### What is asked
Everything from the line containing "For every instance of the marble-painted" down to the last line of the entries below must be transcribed exactly, and nothing else.

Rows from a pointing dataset
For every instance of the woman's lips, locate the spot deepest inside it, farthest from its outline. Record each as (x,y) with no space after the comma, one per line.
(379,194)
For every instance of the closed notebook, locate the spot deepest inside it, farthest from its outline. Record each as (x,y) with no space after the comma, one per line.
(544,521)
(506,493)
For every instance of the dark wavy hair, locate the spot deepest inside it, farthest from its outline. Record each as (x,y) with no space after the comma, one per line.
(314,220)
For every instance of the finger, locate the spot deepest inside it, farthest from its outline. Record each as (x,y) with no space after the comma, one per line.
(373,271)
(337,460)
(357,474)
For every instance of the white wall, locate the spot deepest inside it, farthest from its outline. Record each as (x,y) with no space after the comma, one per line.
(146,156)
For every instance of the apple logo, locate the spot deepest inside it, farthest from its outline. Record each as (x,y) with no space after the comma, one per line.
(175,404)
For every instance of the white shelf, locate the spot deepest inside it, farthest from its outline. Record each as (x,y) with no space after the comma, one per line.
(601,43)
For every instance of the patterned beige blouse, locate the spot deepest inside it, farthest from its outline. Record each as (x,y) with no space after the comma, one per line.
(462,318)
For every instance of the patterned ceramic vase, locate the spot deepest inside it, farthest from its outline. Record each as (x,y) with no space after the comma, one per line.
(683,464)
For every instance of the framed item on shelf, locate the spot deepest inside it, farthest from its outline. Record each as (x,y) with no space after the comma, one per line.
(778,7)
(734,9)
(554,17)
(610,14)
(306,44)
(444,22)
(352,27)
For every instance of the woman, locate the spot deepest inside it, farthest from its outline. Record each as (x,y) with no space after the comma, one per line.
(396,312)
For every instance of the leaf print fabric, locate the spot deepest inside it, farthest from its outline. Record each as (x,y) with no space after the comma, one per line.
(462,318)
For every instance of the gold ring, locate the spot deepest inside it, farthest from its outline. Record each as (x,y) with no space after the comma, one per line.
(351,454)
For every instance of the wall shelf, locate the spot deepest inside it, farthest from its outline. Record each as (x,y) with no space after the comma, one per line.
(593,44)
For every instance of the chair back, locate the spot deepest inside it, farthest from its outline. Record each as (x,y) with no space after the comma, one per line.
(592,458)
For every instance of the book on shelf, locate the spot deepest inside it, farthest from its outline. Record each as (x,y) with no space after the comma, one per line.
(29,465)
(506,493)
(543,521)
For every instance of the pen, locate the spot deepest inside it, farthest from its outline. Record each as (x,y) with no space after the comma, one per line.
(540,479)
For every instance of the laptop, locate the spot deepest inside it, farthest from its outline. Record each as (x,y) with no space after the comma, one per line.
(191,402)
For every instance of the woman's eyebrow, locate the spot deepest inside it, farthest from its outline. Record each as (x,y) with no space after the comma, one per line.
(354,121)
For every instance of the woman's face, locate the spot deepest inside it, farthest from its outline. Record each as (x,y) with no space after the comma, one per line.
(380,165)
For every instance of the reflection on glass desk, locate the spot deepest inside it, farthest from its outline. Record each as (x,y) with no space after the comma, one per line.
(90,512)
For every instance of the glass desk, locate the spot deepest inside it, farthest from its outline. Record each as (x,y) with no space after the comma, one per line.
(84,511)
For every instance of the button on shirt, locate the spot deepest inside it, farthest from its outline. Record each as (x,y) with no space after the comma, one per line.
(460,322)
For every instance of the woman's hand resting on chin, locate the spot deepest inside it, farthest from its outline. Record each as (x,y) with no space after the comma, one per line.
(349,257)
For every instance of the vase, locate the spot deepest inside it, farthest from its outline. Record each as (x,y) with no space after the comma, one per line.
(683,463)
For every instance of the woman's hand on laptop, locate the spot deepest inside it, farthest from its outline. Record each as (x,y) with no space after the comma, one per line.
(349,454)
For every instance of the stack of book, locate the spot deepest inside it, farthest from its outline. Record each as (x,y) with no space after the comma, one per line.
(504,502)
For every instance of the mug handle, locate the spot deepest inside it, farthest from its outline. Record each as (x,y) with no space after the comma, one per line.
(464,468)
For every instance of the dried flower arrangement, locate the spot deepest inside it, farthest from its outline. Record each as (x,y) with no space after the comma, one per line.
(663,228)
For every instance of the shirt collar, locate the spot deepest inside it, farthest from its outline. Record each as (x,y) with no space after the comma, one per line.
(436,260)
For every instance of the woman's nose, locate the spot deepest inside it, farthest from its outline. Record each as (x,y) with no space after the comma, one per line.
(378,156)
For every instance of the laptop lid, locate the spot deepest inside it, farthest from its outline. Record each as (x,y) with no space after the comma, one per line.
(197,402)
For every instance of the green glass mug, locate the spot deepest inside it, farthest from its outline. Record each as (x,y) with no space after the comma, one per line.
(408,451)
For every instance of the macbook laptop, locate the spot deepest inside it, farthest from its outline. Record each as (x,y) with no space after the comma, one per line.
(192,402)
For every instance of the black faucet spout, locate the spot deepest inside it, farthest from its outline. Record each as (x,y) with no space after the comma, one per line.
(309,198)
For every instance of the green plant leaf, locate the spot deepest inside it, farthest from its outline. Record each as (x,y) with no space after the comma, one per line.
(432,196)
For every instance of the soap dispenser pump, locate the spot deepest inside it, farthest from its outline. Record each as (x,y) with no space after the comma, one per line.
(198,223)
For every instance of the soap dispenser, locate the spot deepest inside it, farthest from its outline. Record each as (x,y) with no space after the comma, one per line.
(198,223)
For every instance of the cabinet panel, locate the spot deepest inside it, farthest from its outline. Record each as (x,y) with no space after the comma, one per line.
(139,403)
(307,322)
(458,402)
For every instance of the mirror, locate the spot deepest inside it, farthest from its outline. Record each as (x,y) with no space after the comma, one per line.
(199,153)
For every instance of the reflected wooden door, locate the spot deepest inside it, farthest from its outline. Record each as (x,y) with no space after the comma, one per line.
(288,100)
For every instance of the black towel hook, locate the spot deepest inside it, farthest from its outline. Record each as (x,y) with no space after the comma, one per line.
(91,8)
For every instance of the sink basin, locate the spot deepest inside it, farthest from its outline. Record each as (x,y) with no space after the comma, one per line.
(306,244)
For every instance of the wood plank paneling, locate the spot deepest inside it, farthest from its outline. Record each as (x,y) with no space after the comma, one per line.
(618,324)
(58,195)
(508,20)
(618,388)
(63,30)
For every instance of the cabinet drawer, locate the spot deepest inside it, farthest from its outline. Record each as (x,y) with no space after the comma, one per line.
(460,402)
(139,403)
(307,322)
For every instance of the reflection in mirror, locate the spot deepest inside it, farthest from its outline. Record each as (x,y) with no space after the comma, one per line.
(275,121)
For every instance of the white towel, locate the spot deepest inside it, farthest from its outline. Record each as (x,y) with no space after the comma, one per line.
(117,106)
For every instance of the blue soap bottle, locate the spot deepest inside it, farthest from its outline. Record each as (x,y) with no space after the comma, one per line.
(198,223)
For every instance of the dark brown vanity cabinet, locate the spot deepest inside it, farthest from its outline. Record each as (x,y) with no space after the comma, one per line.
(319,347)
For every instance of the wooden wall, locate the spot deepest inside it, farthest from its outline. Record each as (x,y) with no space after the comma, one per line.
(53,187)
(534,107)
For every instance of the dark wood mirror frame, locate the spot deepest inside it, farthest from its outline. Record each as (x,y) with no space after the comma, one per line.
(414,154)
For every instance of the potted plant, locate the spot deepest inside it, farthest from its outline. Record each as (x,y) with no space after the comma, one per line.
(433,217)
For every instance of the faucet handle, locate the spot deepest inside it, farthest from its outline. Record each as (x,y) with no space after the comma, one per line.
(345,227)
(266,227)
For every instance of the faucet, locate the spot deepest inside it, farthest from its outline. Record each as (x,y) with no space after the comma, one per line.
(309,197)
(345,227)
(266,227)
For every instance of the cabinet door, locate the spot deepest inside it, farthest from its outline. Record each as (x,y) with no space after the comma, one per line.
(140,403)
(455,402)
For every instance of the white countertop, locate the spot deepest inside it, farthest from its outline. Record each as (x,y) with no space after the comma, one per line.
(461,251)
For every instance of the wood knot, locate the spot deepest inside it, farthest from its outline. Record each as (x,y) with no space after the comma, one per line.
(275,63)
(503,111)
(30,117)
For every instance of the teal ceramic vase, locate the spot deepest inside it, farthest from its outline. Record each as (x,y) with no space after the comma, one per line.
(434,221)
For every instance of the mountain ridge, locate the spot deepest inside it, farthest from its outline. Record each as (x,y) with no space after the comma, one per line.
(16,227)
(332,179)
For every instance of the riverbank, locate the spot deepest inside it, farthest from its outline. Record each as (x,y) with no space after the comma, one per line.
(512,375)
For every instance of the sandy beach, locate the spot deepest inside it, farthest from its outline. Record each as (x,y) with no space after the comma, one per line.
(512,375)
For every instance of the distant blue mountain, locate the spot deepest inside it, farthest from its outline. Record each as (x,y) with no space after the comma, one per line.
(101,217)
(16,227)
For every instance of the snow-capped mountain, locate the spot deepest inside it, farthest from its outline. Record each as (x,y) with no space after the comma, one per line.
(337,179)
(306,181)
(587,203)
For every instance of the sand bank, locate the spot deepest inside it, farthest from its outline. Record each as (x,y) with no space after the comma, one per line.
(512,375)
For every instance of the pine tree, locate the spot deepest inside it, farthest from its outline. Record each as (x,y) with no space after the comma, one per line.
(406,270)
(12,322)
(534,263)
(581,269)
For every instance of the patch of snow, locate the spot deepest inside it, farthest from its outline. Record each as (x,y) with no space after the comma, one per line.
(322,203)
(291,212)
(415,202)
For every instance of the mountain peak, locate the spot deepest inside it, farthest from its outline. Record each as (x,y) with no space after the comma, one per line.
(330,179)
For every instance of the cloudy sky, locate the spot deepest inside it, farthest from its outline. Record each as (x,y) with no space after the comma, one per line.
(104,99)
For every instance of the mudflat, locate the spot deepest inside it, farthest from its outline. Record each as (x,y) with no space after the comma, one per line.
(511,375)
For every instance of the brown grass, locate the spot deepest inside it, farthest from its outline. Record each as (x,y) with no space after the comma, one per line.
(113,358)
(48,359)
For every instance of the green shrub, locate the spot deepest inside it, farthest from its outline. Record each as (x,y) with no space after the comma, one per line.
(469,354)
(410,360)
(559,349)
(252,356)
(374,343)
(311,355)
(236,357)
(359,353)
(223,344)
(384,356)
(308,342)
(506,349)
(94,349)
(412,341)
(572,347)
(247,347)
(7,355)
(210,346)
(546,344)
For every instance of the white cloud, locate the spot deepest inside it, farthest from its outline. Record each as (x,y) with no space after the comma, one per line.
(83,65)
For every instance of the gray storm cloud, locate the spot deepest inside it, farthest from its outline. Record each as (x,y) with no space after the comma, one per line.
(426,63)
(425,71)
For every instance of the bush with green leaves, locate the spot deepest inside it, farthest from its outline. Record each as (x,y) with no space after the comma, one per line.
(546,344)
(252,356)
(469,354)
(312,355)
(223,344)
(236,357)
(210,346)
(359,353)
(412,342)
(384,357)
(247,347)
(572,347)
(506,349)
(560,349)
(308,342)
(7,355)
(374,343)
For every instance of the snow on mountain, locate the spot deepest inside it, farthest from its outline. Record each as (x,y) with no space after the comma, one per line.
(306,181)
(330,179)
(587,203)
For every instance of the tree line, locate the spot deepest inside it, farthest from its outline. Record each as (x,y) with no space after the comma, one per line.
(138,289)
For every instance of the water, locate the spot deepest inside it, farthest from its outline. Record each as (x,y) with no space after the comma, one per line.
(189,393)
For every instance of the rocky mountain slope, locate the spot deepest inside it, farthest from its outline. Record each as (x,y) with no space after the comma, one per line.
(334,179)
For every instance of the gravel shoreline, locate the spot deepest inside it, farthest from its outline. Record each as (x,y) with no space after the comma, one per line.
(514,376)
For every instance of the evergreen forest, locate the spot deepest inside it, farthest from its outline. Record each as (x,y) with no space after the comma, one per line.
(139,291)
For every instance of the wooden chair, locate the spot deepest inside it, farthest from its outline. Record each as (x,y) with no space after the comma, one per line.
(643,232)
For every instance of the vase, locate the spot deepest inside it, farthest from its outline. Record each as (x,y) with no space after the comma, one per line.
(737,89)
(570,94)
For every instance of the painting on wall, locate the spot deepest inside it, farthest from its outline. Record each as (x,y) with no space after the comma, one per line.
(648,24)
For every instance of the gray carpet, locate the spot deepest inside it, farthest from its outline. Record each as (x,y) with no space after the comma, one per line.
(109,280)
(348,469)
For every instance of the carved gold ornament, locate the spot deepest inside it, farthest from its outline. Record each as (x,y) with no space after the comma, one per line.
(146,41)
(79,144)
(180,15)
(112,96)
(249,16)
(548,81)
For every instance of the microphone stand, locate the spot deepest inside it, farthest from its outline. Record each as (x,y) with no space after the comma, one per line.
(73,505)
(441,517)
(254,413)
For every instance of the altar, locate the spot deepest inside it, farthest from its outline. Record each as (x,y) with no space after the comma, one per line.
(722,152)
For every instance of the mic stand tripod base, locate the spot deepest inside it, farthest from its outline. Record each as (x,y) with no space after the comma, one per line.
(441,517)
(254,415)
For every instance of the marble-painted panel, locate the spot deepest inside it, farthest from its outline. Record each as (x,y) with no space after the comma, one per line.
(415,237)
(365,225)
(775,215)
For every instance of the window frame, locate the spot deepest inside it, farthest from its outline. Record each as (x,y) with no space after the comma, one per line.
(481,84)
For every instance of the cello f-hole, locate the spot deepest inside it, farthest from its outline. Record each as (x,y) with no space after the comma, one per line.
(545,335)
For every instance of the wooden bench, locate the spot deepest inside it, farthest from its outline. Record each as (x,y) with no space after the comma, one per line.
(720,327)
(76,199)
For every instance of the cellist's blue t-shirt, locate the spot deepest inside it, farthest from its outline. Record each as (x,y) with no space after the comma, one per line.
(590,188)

### Full answer
For every instance of the marble-painted panel, locate the spot deepest inside it, farthest from its outline. Record each as (x,y) with no space after the comma, one per line.
(415,237)
(365,225)
(775,215)
For every instance of the window frame, locate the spot deepest inside it, farthest from its outline. Record each as (x,y) with no space after the comma, one per line.
(481,84)
For every instance of the cello f-hole, locate the spot deepest inside it, farthest from its outline. Record each as (x,y) with no space after the comma, one per line.
(545,335)
For every instance of the wooden bench, locate the spot deepest inside it, farthest from its outline. Record each as (x,y) with no space after the comma, one per line.
(720,327)
(76,199)
For every instance of the cellist's blue t-shirt, locate the spot deepest inside it, farthest from its outline. Record each as (x,y) with no space after the comma, one per line.
(590,188)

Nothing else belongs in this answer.